__TEXTE FOURNI__:
-*-*-

Le délai de récupération pour effacer un repli


« Je n’obtiens aucun rendement en retour du risque que j’ai accepté de prendre… Est-ce que le jeu en vaut la chandelle? »

Par Eric Gaudreau

 

« Les taux sont à 5% pour des placements garantis. Et pendant ce temps, je perds avec mes placements actuels. Dois-je changer de stratégie? »

Vous vous reconnaissez dans ces quelques phrases d’introspection? Vous n’êtes pas seul. De très nombreux investisseurs me posent depuis quelques mois ces questions. Dans ma dernière chronique trimestrielle, j’ai analysé en profondeur ce dilemme, mais je constate que ma réponse n’était pas assez directe. Peut-être trop élaborée, trop nuancée? Si vous voulez la version longue de la réponse, je vous invite à relire mon éditorial de mars intitulé Devrait-on tout mettre dans un CPG[1]. Si vous préférez la réponse courte et simple, à savoir si le jeu en vaut la chandelle, alors lisez plutôt ceci.

Si vous vous posez la question APRÈS une baisse boursière comme celle-ci…

… et bien sans détour je vous le dis : « NON, le jeu n’en valait pas la chandelle » Inversement, si la question est soulevée à la suite d’une ascension telle que celle illustrée à l’image suivante, alors la réponse devient : « Bien sûr que oui! ».

Le rendement historique obtenu depuis l’ouverture de notre compte dépend en grande partie du moment où le calcul est effectué. S’il est calculé au creux du marché, assurément il sera décevant. Le contraire est aussi vrai. En d’autres mots, une forte hausse boursière survenue immédiatement avant d’effectuer l’analyse de notre performance peut donner l’impression que le rendement a toujours été bon, de façon consistante et répétée, sans que ce ne soit pourtant le cas dans les faits. Le récent passé a une énorme incidence sur le calcul de notre rendement cumulatif… et sur notre satisfaction face à notre stratégie d’investissement.

-*-*-

__MATÉRIEL FOURNI__:
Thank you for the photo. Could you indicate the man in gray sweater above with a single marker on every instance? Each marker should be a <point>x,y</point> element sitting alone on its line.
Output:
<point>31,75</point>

-*-*-

__CONSIGNES DE L'EXERCICE__:
a) Recopiez sans rien changer le passage du texte sur le délai de récupération après un repli boursier qui commence par « Le rendement historique » et se poursuit jusqu'à « notre stratégie d’investissement. ».
b) Reprenez le texte sur le délai de récupération après un repli boursier à partir de l'endroit où il s'interrompt, et poursuivez-le.

__RÉPONSES__:
a)
Le rendement historique obtenu depuis l’ouverture de notre compte dépend en grande partie du moment où le calcul est effectué. S’il est calculé au creux du marché, assurément il sera décevant. Le contraire est aussi vrai. En d’autres mots, une forte hausse boursière survenue immédiatement avant d’effectuer l’analyse de notre performance peut donner l’impression que le rendement a toujours été bon, de façon consistante et répétée, sans que ce ne soit pourtant le cas dans les faits. Le récent passé a une énorme incidence sur le calcul de notre rendement cumulatif… et sur notre satisfaction face à notre stratégie d’investissement.

b)
Si votre intention est d’utiliser 100% de votre portefeuille en un seul temps pour une dépense qui n’arrivera qu’une seule fois dans votre vie, alors le succès de votre stratégie d’investissement reposera sur les aléas de la bourse, ce qui vous rend particulièrement vulnérable. Dans une telle situation, d’autres types d’investissements pourraient mieux convenir. Mais si les décaissements (retraits) de votre portefeuille sont très faibles, et s’ils sont répartis dans le temps tout au long de votre retraite, alors les corrections boursières peuvent être ignorées puisque leur impact sur la durabilité de vos investissements sera négligeable.

Une vaste majorité des investisseurs à qui j’offre des conseils n’ont pas envisagé vendre lors des épisodes baissiers du passé, mais un plus grand nombre y songe cette fois-ci. Qu’est-ce qui est différent des autres fois? Étudions ensemble la question en revisitant un épisode précédent marqué par un fort recul boursier.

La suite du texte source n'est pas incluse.